Gather every line of the items below that contains the string "shadow", matching case exactly.

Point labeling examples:
>>>
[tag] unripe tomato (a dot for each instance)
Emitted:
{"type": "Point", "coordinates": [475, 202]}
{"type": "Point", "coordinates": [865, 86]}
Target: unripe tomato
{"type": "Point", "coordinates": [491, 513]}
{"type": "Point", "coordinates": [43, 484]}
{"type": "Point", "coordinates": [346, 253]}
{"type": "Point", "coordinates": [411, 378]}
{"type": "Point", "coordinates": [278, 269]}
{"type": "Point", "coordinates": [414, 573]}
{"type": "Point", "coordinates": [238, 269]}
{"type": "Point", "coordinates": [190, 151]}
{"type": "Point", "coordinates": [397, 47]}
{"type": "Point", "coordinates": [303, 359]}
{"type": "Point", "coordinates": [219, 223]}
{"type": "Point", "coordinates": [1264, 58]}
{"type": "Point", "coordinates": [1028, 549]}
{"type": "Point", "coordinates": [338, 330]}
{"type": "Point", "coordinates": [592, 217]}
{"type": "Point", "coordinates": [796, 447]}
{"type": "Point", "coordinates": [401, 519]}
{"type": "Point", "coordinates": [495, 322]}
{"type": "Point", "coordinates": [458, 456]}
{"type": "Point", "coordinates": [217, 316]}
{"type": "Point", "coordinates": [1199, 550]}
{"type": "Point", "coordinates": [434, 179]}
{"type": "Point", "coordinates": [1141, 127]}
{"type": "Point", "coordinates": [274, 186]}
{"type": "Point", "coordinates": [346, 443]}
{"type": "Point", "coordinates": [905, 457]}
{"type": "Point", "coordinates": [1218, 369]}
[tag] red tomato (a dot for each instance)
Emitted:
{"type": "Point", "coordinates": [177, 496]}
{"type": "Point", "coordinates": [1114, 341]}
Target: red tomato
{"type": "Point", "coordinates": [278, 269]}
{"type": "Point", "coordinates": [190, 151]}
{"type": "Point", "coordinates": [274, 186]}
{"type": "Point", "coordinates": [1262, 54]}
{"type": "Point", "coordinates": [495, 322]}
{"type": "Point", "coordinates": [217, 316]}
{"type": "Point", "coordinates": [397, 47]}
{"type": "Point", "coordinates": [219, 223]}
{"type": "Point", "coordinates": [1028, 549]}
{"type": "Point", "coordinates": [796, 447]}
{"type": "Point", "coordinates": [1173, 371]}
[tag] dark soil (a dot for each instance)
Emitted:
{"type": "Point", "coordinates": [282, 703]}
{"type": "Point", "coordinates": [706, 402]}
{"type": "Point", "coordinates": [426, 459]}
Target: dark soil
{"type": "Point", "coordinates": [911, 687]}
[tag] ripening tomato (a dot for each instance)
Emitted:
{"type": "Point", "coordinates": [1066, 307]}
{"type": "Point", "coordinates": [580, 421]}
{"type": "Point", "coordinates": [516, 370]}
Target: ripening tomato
<<<
>>>
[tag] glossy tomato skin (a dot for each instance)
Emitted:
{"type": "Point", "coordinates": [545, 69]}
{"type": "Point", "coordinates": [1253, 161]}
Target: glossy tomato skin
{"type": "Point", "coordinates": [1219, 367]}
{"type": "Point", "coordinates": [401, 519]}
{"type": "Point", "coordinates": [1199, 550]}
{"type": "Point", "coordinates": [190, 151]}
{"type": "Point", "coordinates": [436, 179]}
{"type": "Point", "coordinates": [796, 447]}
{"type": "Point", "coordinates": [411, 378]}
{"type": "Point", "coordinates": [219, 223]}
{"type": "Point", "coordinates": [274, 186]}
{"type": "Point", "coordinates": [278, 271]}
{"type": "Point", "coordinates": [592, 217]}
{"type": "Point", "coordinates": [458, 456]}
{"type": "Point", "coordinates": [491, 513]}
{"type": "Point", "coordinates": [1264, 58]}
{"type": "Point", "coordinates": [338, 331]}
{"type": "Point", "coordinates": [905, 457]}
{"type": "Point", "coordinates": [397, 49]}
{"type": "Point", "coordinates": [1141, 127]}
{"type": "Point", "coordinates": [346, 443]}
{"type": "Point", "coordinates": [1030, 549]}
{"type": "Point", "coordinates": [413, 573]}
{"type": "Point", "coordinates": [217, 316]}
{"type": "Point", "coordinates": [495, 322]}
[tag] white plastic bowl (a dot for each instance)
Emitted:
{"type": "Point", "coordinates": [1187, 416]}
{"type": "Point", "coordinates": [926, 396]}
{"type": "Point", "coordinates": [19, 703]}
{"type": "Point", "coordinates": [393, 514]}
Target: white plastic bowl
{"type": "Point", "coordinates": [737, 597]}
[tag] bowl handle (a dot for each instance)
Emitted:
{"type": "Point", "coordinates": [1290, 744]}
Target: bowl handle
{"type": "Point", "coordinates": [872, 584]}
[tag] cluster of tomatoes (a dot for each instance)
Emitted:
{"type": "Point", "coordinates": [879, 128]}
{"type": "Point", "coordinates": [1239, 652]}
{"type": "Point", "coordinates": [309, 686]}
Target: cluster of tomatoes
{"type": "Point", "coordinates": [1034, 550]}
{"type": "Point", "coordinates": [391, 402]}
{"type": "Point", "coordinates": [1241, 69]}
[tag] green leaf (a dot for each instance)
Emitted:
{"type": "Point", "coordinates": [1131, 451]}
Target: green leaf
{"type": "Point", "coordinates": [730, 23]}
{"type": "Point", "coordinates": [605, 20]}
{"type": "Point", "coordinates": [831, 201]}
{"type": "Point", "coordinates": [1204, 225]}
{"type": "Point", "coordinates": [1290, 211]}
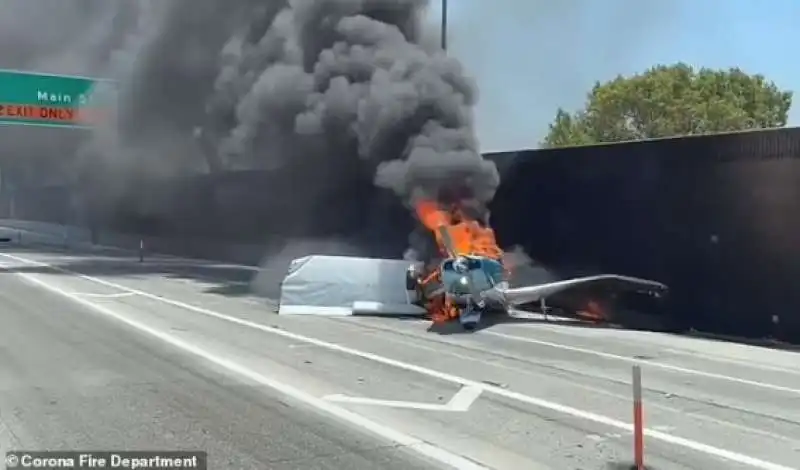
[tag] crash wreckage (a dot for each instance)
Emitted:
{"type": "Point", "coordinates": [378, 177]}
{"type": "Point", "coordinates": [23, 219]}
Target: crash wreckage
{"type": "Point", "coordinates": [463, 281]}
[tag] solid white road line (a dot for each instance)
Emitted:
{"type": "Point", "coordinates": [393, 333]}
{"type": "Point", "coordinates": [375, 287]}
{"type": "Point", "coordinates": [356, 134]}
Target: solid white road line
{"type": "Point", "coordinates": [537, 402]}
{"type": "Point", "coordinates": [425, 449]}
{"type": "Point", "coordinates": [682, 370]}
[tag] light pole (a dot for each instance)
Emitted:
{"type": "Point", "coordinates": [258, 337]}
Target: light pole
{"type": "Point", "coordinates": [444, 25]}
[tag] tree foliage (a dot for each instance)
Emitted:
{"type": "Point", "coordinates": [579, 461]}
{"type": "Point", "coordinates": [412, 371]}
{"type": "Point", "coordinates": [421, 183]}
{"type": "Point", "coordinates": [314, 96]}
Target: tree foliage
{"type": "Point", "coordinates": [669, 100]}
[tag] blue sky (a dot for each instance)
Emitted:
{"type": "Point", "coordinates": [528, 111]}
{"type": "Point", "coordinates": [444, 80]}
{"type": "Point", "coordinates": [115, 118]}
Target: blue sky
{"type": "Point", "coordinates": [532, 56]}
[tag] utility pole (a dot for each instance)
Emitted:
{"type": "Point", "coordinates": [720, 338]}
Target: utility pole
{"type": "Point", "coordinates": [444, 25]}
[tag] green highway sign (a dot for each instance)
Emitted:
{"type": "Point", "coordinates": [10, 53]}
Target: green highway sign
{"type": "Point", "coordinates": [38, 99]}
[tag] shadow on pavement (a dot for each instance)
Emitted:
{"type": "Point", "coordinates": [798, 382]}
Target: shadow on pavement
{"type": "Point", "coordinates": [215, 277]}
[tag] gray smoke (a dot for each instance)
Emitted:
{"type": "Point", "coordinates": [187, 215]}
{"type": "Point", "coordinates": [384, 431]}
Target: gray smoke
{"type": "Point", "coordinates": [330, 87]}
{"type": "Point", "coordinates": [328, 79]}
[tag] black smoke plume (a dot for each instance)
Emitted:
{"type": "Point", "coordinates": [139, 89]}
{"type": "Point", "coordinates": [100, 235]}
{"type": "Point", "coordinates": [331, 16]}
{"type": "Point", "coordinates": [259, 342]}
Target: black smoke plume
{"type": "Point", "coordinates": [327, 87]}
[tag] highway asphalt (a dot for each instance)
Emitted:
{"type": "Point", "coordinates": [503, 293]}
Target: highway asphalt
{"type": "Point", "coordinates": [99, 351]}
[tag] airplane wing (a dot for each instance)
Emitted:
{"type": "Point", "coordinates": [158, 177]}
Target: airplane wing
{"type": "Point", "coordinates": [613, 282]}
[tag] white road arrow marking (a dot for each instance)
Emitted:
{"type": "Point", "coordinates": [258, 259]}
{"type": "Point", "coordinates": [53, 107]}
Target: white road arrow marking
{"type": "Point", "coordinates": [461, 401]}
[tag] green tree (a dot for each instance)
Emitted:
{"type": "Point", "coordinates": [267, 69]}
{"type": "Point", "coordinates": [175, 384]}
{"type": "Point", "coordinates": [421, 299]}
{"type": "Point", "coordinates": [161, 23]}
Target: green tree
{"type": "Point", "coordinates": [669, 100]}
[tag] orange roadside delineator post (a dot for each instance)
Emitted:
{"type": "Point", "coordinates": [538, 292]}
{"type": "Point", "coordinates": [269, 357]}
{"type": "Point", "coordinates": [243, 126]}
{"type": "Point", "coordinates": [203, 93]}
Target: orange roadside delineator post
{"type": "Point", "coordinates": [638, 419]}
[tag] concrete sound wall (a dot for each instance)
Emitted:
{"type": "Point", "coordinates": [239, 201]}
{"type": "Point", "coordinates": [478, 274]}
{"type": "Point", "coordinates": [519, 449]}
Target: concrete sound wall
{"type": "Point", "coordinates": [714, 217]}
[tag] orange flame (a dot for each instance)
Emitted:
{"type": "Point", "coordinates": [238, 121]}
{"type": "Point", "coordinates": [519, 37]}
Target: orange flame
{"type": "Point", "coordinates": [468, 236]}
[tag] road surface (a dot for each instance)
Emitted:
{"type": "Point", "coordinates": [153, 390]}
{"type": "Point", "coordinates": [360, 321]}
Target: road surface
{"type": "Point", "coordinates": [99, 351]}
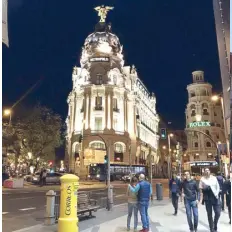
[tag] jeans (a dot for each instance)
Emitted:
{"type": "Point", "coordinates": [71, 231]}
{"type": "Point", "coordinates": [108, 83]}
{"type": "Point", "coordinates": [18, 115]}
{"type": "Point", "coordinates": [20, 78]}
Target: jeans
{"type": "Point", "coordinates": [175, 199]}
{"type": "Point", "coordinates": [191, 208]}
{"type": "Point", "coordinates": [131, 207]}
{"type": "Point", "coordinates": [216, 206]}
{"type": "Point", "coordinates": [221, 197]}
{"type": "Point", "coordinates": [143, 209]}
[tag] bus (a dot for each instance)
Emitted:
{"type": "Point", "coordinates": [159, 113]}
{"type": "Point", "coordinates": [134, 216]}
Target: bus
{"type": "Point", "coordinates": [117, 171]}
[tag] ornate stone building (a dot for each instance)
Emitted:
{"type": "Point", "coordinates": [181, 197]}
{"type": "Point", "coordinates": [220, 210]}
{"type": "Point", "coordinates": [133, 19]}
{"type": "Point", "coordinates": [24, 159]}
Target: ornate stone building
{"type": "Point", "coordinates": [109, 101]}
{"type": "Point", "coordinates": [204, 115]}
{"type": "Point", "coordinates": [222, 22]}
<<<
>>>
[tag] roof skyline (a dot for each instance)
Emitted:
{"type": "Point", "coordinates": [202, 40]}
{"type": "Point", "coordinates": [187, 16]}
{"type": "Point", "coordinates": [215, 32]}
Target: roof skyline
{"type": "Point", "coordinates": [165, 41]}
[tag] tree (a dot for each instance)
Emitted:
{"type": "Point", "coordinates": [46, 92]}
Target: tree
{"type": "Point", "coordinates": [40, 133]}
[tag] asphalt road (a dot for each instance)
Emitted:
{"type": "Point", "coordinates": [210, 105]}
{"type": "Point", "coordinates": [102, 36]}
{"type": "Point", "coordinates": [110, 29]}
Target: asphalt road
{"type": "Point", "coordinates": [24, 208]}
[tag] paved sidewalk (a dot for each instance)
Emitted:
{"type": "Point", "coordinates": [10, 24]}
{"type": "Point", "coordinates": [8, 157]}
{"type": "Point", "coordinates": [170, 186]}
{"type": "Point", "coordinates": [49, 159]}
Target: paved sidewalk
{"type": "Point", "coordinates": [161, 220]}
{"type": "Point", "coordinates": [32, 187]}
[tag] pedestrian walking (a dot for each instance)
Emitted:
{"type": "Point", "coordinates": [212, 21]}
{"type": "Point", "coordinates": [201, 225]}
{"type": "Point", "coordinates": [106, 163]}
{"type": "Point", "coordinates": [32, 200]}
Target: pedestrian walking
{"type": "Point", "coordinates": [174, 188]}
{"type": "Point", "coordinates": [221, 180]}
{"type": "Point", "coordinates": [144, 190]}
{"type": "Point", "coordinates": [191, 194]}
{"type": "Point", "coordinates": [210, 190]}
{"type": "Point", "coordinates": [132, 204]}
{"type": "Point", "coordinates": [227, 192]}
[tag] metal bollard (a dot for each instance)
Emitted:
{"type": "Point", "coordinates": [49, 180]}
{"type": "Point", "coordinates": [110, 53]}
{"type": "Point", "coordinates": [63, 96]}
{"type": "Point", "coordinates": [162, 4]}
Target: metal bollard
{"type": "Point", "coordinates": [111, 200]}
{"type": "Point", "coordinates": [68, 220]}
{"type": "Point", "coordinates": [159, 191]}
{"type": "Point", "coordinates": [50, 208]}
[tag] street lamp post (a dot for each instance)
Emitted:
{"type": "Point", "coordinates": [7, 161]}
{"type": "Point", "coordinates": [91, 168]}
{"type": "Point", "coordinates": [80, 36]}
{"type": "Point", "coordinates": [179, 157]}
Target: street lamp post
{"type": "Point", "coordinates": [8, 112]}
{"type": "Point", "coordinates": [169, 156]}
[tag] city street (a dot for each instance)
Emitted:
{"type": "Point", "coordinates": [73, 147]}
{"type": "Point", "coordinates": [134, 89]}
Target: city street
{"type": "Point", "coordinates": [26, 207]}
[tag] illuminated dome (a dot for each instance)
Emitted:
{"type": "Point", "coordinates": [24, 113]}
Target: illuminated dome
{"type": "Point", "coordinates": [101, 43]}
<<<
ANSWER TO THIS TASK:
[tag] shadow on pavement (a dot for each instance)
Target: shadow on pavement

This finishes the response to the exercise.